======== DATASET ENTRIES

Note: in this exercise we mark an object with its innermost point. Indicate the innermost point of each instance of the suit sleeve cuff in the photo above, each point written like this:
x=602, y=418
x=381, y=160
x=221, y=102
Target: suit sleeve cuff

================

WHAT YOU SHOULD DO: Print the entire listing above again, line for line, with no changes.

OUTPUT OF THE TASK:
Note: in this exercise we mark an object with its innermost point. Indicate the innermost point of each instance of the suit sleeve cuff in the photo above, each point written like this:
x=602, y=418
x=381, y=160
x=221, y=102
Target: suit sleeve cuff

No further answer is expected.